- GIVEN TEXT
######
Mr. Reitman, who received his doctorate from New York University in 2015 for a 500-page dissertation titled “On the Serious Motherhood of Men: Dissonance in Music, Rhetoric and Poetry,” studied under Avital Ronell, a renowned philosopher and professor of German and comparative literature in her 60s, against whom he filed a Title IX complaint last year. Mr. Reitman is gay, and Professor Ronell is a lesbian.

The resulting investigation concluded, this spring, that Mr. Reitman had been a victim of sexual harassment but not sexual assault. Later, administrators suspended Professor Ronell for the coming school year, mandating that any future meetings she might have with students be supervised, while the university said that it was examining subsequent claims of retaliation, which could lead to further sanctions.

The question of retaliation revolves in large part around a letter signed by more than 50 scholars and delivered to N.Y.U. shortly after it determined Professor Ronell’s guilt. Arguing that terminating her or relieving her of her duties would be considered an “injustice” to be “widely recognized and opposed,” the signatories claimed that her brilliance and stature ought to exonerate her.

That stance, in itself, had the effect of revealing the hypocrisies of an institutional culture that surely sees itself as more enlightened than CBS or Miramax. But the letter went on, more precariously, to accuse Mr. Reitman of “malicious intent.”

If N.Y.U. were to determine that Professor Ronell had any hand in corralling her friends and colleagues to produce it — something she says she did not do — she would be vulnerable to the charge that she had been seeking revenge against a student who filed a Title IX complaint, an obvious violation with serious consequences.

Among the famous academics to sign the letter was the philosopher Slavoj Zizek, who in defending his involvement with it, wrote that his allegiance to Professor Ronell had nothing to do with her work or position, but rather stemmed from the fact that he had been at N.Y.U. during a two-week period when the investigation, which lasted 11 months, had been at its “peak.” Some people “caught in the process,” as he put it, “talked to me privately and showed me some notes.” He believed that Professor Ronell was “a walking provocation for a stiff Politically Correct inhabitant of our academia.”

“Political correctness” is a term now diluted to virtual meaninglessness, and of course, the “politically correct” response to documented sexual harassment these days is often the immediate loss of a job.

What the relationship between Mr. Reitman and Professor Ronell illuminates most clearly is the obsessive and overwhelming role an adviser can have in the life of a graduate student, especially, perhaps, in the humanities, where a job market that has been contracting for nearly two decades often leaves students feeling entirely reliant on those advisers to help them get them tenure-track positions.

Mr. Reitman has had three prestigious fellowships since he finished his Ph.D., the current one nonpaying, but fellowships are default positions for people who don’t get jobs. Mr. Reitman, in fact, received not a single offer from the 20 schools to which he applied for teaching positions. Whether this has to do with the complicated nature of his relationship to Professor Ronell, who he claims sent letters of recommendations on his behalf that were all too tepid and never pushed for him anywhere, the realities of a depressed academic market, or deficiency on his part, is hard to know.

Whatever the truth, these letters of recommendation hold far more importance than they do in other professional fields. A letter for a young academic specializing in 17th-century Portuguese history, for example, must make a case for that candidate’s exceptionalism in relation to the competing candidates in the field. If it cannot do that, the prospects can be nonexistent.
######
(Data listing)
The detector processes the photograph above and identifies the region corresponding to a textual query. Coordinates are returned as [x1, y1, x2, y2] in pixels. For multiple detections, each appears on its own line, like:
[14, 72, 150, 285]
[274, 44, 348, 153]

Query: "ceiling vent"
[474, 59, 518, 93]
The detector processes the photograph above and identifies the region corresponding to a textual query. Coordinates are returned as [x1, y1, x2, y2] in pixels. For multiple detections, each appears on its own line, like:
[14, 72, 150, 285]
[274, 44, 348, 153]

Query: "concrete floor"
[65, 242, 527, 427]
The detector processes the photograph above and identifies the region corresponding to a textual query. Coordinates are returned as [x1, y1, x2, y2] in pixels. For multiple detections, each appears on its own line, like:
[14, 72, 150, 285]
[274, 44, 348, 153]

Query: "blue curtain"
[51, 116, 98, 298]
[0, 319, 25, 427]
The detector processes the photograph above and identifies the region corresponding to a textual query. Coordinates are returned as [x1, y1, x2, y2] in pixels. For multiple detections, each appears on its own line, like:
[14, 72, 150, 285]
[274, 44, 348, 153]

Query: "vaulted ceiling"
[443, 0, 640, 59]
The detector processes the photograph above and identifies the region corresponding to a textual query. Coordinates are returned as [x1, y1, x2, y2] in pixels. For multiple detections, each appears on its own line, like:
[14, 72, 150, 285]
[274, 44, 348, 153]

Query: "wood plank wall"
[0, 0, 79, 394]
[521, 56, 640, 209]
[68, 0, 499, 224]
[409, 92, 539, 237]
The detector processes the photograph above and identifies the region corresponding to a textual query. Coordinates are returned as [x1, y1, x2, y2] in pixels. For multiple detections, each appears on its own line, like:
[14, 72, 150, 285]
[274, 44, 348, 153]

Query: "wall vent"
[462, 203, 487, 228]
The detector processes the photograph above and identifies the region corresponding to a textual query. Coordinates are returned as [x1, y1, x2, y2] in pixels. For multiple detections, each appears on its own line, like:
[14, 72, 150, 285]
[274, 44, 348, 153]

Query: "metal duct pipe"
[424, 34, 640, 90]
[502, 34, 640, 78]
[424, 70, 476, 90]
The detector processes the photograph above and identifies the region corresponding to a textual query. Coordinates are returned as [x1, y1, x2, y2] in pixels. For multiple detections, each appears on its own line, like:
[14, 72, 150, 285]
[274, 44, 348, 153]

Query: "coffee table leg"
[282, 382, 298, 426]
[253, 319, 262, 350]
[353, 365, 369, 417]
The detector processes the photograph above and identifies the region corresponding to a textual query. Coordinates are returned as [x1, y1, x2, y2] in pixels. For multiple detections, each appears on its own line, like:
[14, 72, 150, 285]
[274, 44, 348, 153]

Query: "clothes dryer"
######
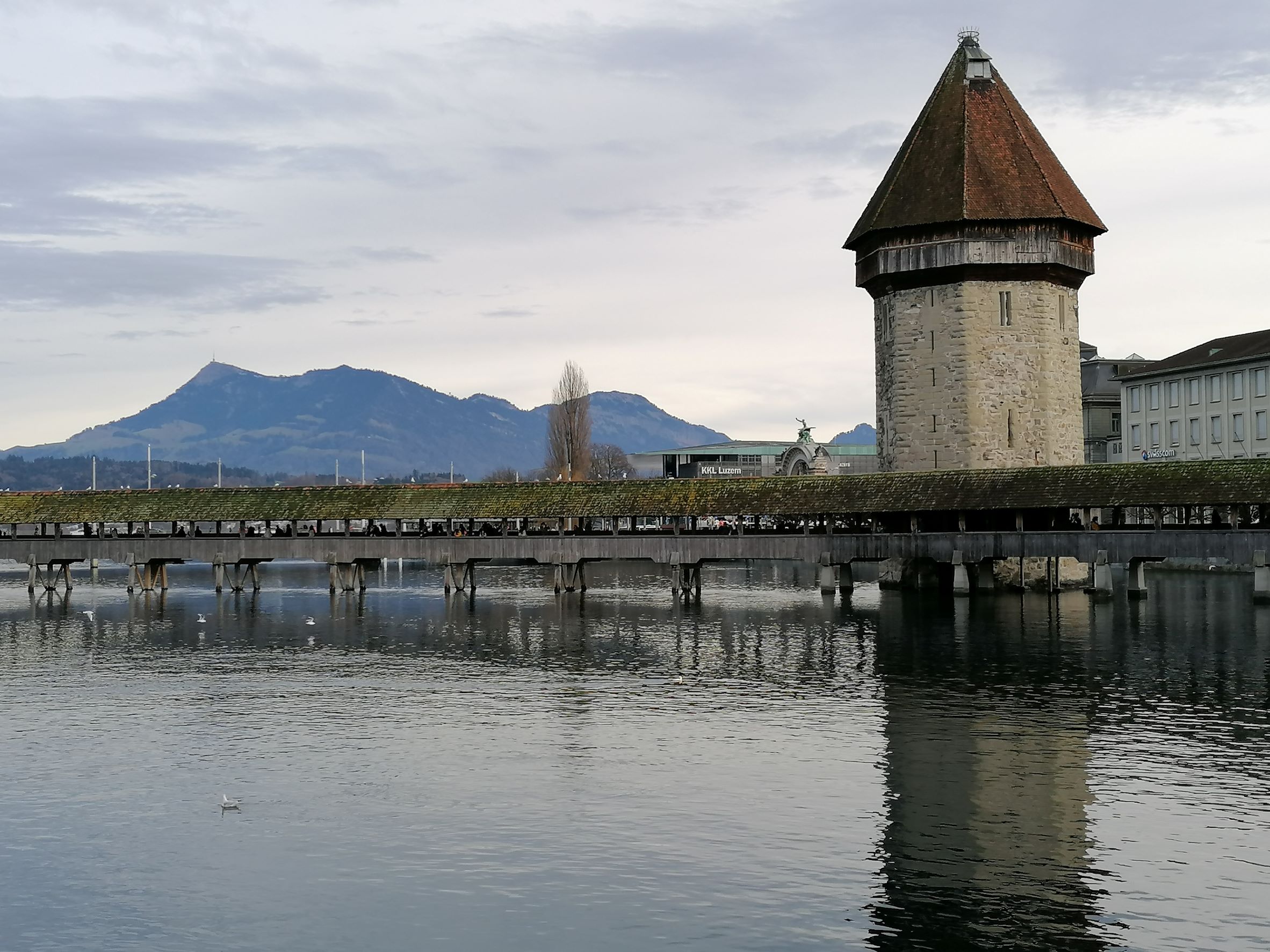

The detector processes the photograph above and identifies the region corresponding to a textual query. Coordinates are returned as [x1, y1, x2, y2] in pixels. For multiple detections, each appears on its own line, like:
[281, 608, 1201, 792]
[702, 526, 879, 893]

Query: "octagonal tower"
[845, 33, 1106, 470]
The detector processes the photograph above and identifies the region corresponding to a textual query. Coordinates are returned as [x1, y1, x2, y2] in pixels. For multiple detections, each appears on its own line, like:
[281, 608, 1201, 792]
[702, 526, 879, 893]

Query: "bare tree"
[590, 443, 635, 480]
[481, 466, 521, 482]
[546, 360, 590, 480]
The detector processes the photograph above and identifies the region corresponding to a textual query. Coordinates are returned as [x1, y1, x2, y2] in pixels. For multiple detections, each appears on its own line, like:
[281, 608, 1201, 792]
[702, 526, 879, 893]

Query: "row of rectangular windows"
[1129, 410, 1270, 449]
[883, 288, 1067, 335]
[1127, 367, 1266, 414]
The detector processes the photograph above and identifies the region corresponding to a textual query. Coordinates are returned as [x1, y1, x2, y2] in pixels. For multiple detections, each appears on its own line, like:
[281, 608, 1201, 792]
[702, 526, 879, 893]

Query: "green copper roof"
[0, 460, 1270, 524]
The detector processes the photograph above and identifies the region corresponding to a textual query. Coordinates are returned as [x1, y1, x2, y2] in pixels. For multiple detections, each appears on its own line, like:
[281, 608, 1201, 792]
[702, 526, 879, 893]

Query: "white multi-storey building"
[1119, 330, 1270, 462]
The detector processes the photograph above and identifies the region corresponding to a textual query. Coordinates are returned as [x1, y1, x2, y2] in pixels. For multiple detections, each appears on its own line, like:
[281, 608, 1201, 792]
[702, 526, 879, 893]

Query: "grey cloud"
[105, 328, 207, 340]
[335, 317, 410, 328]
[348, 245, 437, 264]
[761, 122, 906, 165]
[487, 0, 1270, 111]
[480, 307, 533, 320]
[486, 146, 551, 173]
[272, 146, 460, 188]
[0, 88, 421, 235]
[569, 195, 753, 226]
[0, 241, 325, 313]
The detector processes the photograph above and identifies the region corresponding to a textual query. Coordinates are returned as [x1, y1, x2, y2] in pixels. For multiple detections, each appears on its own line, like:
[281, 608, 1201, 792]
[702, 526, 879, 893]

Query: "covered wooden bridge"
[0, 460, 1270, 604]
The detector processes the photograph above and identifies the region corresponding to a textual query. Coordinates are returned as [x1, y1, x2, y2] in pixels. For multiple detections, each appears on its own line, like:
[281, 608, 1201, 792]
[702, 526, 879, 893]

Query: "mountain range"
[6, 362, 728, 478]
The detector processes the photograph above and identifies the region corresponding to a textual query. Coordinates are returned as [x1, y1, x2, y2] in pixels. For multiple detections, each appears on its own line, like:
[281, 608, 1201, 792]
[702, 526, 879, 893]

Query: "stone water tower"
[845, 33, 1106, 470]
######
- STATED EXERCISE
Translate into Spanish this sentence from the article about the N.Y.U. harassment case: "Whatever the truth, these letters of recommendation hold far more importance than they do in other professional fields."

- TASK SOLUTION
Sea cual sea la verdad, estas cartas de recomendación tienen mucha más importancia que en otros campos profesionales.